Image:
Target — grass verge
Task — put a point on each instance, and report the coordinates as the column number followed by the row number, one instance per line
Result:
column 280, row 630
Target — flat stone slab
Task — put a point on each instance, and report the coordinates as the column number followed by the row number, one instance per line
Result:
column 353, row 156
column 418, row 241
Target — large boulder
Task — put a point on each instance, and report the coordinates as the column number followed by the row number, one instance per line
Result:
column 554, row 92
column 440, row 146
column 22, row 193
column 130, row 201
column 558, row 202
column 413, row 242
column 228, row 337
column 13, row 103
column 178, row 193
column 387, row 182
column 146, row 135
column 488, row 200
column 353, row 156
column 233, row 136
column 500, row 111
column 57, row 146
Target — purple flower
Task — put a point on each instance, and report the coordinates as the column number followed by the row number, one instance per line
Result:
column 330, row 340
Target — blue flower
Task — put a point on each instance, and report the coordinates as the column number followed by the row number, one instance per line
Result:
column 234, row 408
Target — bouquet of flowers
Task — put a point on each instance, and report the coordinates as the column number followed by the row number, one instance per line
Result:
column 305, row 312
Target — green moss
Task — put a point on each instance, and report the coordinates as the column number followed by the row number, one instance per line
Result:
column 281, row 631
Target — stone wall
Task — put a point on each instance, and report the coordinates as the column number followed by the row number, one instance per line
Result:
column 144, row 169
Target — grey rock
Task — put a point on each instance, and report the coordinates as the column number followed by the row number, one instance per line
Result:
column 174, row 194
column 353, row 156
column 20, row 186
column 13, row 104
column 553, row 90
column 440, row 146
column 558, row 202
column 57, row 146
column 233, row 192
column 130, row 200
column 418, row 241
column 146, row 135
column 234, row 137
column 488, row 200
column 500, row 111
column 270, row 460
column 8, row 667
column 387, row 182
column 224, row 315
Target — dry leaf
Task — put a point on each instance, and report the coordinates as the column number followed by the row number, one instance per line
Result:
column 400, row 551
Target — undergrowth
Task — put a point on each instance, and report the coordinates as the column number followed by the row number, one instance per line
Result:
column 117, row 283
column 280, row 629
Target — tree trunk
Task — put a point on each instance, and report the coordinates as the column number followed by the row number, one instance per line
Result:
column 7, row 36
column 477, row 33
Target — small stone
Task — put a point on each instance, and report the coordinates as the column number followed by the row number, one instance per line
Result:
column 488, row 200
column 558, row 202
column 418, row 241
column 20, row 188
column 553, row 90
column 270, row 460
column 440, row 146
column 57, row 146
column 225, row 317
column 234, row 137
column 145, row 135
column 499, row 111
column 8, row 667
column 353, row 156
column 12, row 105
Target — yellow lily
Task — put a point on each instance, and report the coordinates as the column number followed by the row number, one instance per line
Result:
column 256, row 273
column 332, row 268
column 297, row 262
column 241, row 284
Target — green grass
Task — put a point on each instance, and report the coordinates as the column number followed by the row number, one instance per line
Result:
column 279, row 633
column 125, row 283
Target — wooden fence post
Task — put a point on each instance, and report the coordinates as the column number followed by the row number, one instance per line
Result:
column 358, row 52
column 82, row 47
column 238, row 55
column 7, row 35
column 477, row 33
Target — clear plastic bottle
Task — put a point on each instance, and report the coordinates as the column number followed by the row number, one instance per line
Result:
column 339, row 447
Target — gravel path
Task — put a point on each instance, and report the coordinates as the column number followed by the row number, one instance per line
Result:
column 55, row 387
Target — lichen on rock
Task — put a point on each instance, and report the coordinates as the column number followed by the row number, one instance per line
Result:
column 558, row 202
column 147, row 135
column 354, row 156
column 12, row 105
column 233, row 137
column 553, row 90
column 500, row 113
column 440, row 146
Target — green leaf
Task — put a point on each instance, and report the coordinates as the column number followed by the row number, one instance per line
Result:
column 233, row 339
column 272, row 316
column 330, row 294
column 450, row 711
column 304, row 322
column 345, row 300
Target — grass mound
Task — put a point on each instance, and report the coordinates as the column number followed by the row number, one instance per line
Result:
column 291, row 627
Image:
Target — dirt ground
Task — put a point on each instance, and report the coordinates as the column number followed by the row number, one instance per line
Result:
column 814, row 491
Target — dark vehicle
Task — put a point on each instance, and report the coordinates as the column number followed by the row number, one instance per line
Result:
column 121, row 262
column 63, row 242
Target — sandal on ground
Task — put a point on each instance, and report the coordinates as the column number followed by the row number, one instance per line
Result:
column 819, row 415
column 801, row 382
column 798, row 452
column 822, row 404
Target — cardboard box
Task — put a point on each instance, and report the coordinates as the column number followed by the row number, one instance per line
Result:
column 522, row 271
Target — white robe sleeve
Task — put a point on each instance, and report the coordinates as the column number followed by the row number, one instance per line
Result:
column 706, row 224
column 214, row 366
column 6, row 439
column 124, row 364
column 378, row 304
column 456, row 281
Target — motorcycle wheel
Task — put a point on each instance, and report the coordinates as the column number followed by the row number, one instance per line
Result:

***

Directions for this task:
Print every record above exactly as it appears.

Exercise output:
Image:
Target — grass verge
Task — put a point on each instance, and report the coordinates as the column number followed by the row number, one instance per line
Result:
column 280, row 630
Target — flat stone slab
Task — put a point on each instance, and report the coordinates as the column number followed by the row number, one instance per line
Result:
column 353, row 156
column 418, row 241
Target — large boulder
Task — put a point on each instance, and report the coordinates as the column number followed by the row number, one instance per line
Result:
column 554, row 92
column 440, row 146
column 22, row 193
column 130, row 201
column 558, row 202
column 413, row 242
column 228, row 337
column 13, row 103
column 178, row 193
column 387, row 182
column 146, row 135
column 488, row 200
column 353, row 156
column 233, row 136
column 500, row 111
column 57, row 146
Target — purple flower
Task — put a point on each instance, and report the coordinates as the column number followed by the row number, one instance per line
Result:
column 330, row 340
Target — blue flower
Task — put a point on each instance, and report the coordinates as the column number followed by the row number, one instance per line
Result:
column 234, row 408
Target — bouquet of flowers
Task — put a point on each instance, and report the coordinates as the column number followed by the row number, one instance per line
Result:
column 305, row 312
Target — green moss
Task — put a point on each instance, and report the coordinates as the column number followed by the row number, one instance per line
Result:
column 281, row 631
Target — stone wall
Task — put a point on each instance, and report the coordinates as the column number followed by the row number, one instance per line
Result:
column 144, row 169
Target — grey rock
Task — put a point on each instance, and report the coordinates as the column number followed by the row number, one instance per line
Result:
column 174, row 194
column 353, row 156
column 20, row 186
column 13, row 104
column 553, row 90
column 440, row 146
column 558, row 202
column 57, row 146
column 233, row 192
column 130, row 200
column 418, row 241
column 146, row 135
column 234, row 137
column 488, row 200
column 500, row 111
column 270, row 460
column 8, row 667
column 387, row 182
column 224, row 315
Target — dry leaf
Task — put a point on each instance, and report the coordinates as the column number followed by the row number, one instance per line
Result:
column 400, row 551
Target — undergrowth
Task — put a point on each instance, and report the coordinates as the column number followed by the row number, one instance per line
Result:
column 117, row 283
column 280, row 629
Target — tree trunk
Task — put a point on each instance, and report the coordinates as the column number followed by the row number, one instance per line
Result:
column 7, row 36
column 477, row 33
Target — small stone
Task — put a point on each instance, and report the coordinates as the column number followed by the row number, one instance per line
Result:
column 488, row 200
column 558, row 202
column 418, row 241
column 20, row 188
column 553, row 90
column 270, row 460
column 440, row 146
column 57, row 146
column 225, row 317
column 234, row 137
column 145, row 135
column 499, row 111
column 8, row 667
column 353, row 156
column 12, row 105
Target — yellow lily
Task — put a point on each instance, and report the coordinates as the column number followed by the row number, one instance per line
Result:
column 256, row 273
column 332, row 268
column 297, row 262
column 241, row 284
Target — green grass
Task — put a point on each instance, and report the coordinates as the column number followed by the row number, one instance per line
Result:
column 279, row 633
column 125, row 283
Target — wooden fence post
Task — put a point on each instance, and report the coordinates as the column number followed by the row number, one instance per line
Result:
column 358, row 52
column 82, row 47
column 238, row 55
column 7, row 35
column 477, row 33
Target — clear plastic bottle
Task — put a point on each instance, and report the coordinates as the column number followed by the row number, one instance per line
Result:
column 339, row 447
Target — gravel path
Task — put a point on each instance, and report the coordinates as the column number followed by the row number, one instance per line
Result:
column 55, row 387
Target — lichen on rock
Task — put a point on each instance, and report the coordinates as the column number followed by the row number, one instance per line
Result:
column 558, row 202
column 147, row 135
column 354, row 156
column 12, row 105
column 233, row 137
column 553, row 90
column 500, row 113
column 440, row 146
Target — green leaf
Task — put a point on each instance, and report the coordinates as the column number followed by the row number, one instance per line
Result:
column 233, row 339
column 272, row 316
column 330, row 294
column 450, row 711
column 304, row 322
column 345, row 300
Target — grass mound
Task — put a point on each instance, and report the coordinates as the column number followed by the row number, one instance per line
Result:
column 291, row 627
Image:
Target — dirt ground
Task — put a point on each instance, and report the coordinates as the column number followed by the row number, one instance per line
Result:
column 814, row 491
Target — dark vehicle
Task — put a point on each instance, and report the coordinates as the column number followed by the row number, one instance per line
Result:
column 121, row 262
column 63, row 242
Target — sandal on ground
Task — put a point on each instance, and report the coordinates as the column number followed by the row number, one instance per line
Result:
column 819, row 415
column 801, row 382
column 798, row 452
column 822, row 404
Target — cardboard box
Task — put a point on each instance, and report the coordinates as the column number followed by the row number, one instance per line
Result:
column 522, row 271
Target — white robe sleeve
Task — put a point on each instance, and report the coordinates as the column number followed by the row number, one instance per line
Result:
column 706, row 224
column 214, row 366
column 6, row 439
column 124, row 364
column 378, row 304
column 456, row 281
Target — motorcycle wheel
Task — put a point on each instance, and report the coordinates as the column number followed by the row number, one instance per line
Result:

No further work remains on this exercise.